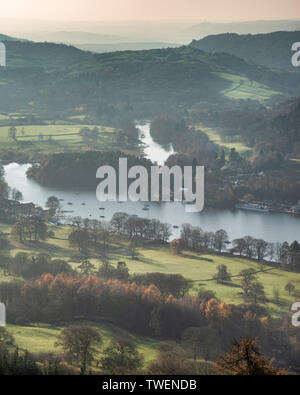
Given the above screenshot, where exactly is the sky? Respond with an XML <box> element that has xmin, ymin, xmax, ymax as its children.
<box><xmin>0</xmin><ymin>0</ymin><xmax>300</xmax><ymax>21</ymax></box>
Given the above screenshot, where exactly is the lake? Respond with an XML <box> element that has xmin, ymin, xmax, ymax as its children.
<box><xmin>4</xmin><ymin>123</ymin><xmax>300</xmax><ymax>243</ymax></box>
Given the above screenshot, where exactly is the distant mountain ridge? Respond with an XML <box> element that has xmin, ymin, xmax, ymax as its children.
<box><xmin>183</xmin><ymin>20</ymin><xmax>300</xmax><ymax>40</ymax></box>
<box><xmin>0</xmin><ymin>34</ymin><xmax>28</xmax><ymax>42</ymax></box>
<box><xmin>190</xmin><ymin>30</ymin><xmax>300</xmax><ymax>71</ymax></box>
<box><xmin>0</xmin><ymin>41</ymin><xmax>300</xmax><ymax>114</ymax></box>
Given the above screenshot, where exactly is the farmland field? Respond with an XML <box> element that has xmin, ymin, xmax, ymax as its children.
<box><xmin>0</xmin><ymin>124</ymin><xmax>122</xmax><ymax>154</ymax></box>
<box><xmin>7</xmin><ymin>321</ymin><xmax>171</xmax><ymax>365</ymax></box>
<box><xmin>213</xmin><ymin>72</ymin><xmax>280</xmax><ymax>102</ymax></box>
<box><xmin>194</xmin><ymin>123</ymin><xmax>252</xmax><ymax>155</ymax></box>
<box><xmin>3</xmin><ymin>221</ymin><xmax>300</xmax><ymax>317</ymax></box>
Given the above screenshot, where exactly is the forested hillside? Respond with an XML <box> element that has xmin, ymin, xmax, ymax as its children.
<box><xmin>0</xmin><ymin>42</ymin><xmax>300</xmax><ymax>114</ymax></box>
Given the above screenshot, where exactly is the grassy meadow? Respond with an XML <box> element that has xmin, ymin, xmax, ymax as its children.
<box><xmin>7</xmin><ymin>321</ymin><xmax>168</xmax><ymax>365</ymax></box>
<box><xmin>213</xmin><ymin>72</ymin><xmax>280</xmax><ymax>102</ymax></box>
<box><xmin>0</xmin><ymin>225</ymin><xmax>300</xmax><ymax>317</ymax></box>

※

Please convert all the entries above into a JSON list of strings, one string per line, skipping blank lines. Leave the picture out.

[
  "Given the above screenshot, where exactly is the sky? Respond with an XML <box> element that has xmin, ymin, xmax, ymax as its children.",
  "<box><xmin>0</xmin><ymin>0</ymin><xmax>300</xmax><ymax>21</ymax></box>",
  "Given the above screenshot, where exactly is the lake? Respond with an XML <box> element that has xmin, ymin, xmax, ymax as its children.",
  "<box><xmin>4</xmin><ymin>123</ymin><xmax>300</xmax><ymax>243</ymax></box>",
  "Given the above screenshot, where exactly is the distant mountain ridge? Respond with an XML <box> element that has xmin, ymin, xmax, ymax as its children.",
  "<box><xmin>183</xmin><ymin>20</ymin><xmax>300</xmax><ymax>40</ymax></box>",
  "<box><xmin>0</xmin><ymin>34</ymin><xmax>28</xmax><ymax>42</ymax></box>",
  "<box><xmin>190</xmin><ymin>30</ymin><xmax>300</xmax><ymax>71</ymax></box>",
  "<box><xmin>0</xmin><ymin>41</ymin><xmax>300</xmax><ymax>114</ymax></box>",
  "Given the above screenshot, where exactly is the farmland field? Respond with an XML <box> element that has xmin, ymin, xmax, ymax as its children.",
  "<box><xmin>0</xmin><ymin>124</ymin><xmax>122</xmax><ymax>154</ymax></box>",
  "<box><xmin>7</xmin><ymin>321</ymin><xmax>171</xmax><ymax>365</ymax></box>",
  "<box><xmin>213</xmin><ymin>72</ymin><xmax>280</xmax><ymax>102</ymax></box>",
  "<box><xmin>194</xmin><ymin>123</ymin><xmax>252</xmax><ymax>155</ymax></box>",
  "<box><xmin>3</xmin><ymin>221</ymin><xmax>300</xmax><ymax>317</ymax></box>",
  "Given the above screenshot, where exactly is the forested hillside? Respond with an XML <box> element that has xmin, ymin, xmax, ymax as its children.",
  "<box><xmin>0</xmin><ymin>42</ymin><xmax>300</xmax><ymax>114</ymax></box>",
  "Given the above screenshot, where exactly is the grassy meadow? Respond with an XML <box> element that has xmin, ymin, xmax, ymax as its children.",
  "<box><xmin>7</xmin><ymin>321</ymin><xmax>168</xmax><ymax>365</ymax></box>",
  "<box><xmin>213</xmin><ymin>72</ymin><xmax>280</xmax><ymax>102</ymax></box>",
  "<box><xmin>0</xmin><ymin>225</ymin><xmax>300</xmax><ymax>317</ymax></box>"
]